## start DATA SHOWN

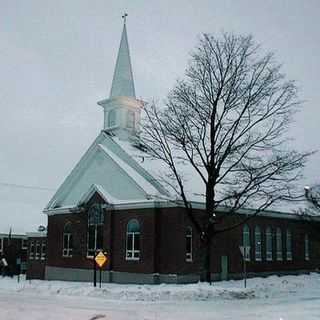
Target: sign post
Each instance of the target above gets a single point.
(245, 251)
(100, 259)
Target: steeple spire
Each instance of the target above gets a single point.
(122, 83)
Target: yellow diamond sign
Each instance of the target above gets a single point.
(101, 259)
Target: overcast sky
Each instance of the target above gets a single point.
(57, 60)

## end DATA SHOWN

**OBJECTIVE**
Rewrite the data above as a Markdown table with the columns "Row" and "Line," giving each line its own numbered row and skipping blank lines. Omit the pictures.

**TASK SOLUTION**
| Row | Line |
|---|---|
| 1 | Target: sign post |
| 2 | Each instance of the target above gets a single point. |
| 3 | (245, 251) |
| 4 | (100, 259) |
| 5 | Target: steeple spire |
| 6 | Each instance of the target above gets a single point. |
| 7 | (122, 83) |
| 8 | Target: yellow diamond sign |
| 9 | Each instance of the target above gets a single point. |
| 10 | (101, 259) |
| 11 | Target: overcast sky |
| 12 | Each instance of the target above gets a single point. |
| 13 | (57, 60) |